(Stored records)

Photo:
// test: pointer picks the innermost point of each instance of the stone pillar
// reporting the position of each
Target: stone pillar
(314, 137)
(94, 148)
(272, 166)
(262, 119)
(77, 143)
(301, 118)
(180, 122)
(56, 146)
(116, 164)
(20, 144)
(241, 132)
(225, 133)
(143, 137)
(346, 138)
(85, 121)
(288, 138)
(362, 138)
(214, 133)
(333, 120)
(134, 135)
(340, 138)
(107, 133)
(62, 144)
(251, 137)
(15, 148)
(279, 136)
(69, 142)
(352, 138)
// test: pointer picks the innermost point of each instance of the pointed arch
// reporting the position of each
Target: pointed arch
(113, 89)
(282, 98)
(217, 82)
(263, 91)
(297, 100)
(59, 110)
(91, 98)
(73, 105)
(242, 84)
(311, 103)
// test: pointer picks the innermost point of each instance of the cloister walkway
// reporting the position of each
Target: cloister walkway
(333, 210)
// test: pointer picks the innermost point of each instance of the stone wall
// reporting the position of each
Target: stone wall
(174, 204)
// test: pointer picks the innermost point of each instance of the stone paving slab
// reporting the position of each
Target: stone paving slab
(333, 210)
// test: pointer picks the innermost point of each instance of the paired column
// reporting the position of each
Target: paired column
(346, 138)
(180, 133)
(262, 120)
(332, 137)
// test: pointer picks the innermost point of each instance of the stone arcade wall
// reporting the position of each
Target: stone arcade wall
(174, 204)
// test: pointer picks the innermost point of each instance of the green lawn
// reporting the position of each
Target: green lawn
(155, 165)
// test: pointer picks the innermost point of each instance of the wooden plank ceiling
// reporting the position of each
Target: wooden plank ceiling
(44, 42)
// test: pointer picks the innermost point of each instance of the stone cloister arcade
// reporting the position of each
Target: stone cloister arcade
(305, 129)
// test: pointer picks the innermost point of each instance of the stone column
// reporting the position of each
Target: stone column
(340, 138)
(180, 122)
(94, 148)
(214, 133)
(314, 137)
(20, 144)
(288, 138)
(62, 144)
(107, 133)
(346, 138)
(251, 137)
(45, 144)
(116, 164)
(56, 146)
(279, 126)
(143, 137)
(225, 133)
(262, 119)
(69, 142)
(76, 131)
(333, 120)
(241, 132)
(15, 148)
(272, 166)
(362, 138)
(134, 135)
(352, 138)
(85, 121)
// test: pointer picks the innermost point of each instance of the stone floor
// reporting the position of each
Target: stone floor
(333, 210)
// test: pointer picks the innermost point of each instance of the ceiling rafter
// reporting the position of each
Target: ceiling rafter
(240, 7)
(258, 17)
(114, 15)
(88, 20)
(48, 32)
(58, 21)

EXERCISE DESCRIPTION:
Extract every entry above as it appears.

WRITTEN SOLUTION:
Photo:
// test: pointer picks the innermost point of each instance of the stone pillar
// reporting the position of each
Target: stone pillar
(314, 137)
(94, 148)
(272, 166)
(262, 119)
(77, 143)
(301, 118)
(180, 122)
(56, 146)
(116, 164)
(20, 144)
(241, 132)
(225, 133)
(143, 137)
(346, 138)
(85, 121)
(288, 138)
(362, 138)
(214, 133)
(333, 120)
(134, 135)
(340, 138)
(107, 133)
(62, 144)
(251, 137)
(15, 148)
(279, 136)
(69, 142)
(352, 138)
// test: pointer picks the innermost point of each instance of the pointed arch
// reporting the position of each
Target: pointed arch
(113, 89)
(282, 98)
(217, 82)
(263, 91)
(297, 100)
(59, 110)
(91, 98)
(73, 105)
(242, 84)
(311, 103)
// test: pointer picks the innermost point of each instance of the cloister walkway
// reporting the position of each
Target: cloister walkway
(333, 210)
// test: pointer picks the innermost point of each instance of the stone wall
// reporting the position of each
Target: stone wall
(174, 204)
// test: pointer picks the innermost point of each instance of the stone paving slab
// reporting the position of each
Target: stone paving slab
(333, 210)
// test: pointer picks the innermost point of each instance of the paired column
// reporting the position of each
Target: paired column
(346, 138)
(180, 133)
(262, 120)
(332, 137)
// test: pointer picks the innermost point of each instance of the stone arcade wall
// reporting the position of each
Target: stone arcade wall
(174, 204)
// test: pointer picks the innermost point of each instance of the green lawn
// reporting the position of each
Target: green lawn
(155, 165)
// test: pointer picks the innermost point of each instance of the wooden plank ceiling
// reporting the position of each
Target: wooden plank ceiling
(44, 42)
// test: pointer picks the innermost point of each instance of the stone cloister arcade
// reporting the position of each
Target: stone cloister arcade
(305, 129)
// test: pointer picks the innermost point of each instance of the stone column
// reporting the position of each
Target: stone column
(340, 138)
(180, 122)
(94, 148)
(214, 133)
(314, 137)
(20, 144)
(288, 138)
(62, 144)
(107, 133)
(346, 138)
(251, 137)
(45, 144)
(116, 164)
(56, 146)
(279, 126)
(143, 137)
(225, 133)
(262, 119)
(69, 142)
(76, 131)
(333, 120)
(241, 132)
(15, 148)
(272, 166)
(362, 138)
(134, 135)
(352, 138)
(85, 121)
// test: pointer picks the innermost point of each instance of the stone floor
// reporting the position of each
Target: stone floor
(333, 210)
// test: pointer picks the innermost point of each instance of the ceiling rafter
// reporting the position of each
Target: ceiling rafter
(240, 7)
(258, 17)
(114, 15)
(88, 20)
(48, 32)
(58, 21)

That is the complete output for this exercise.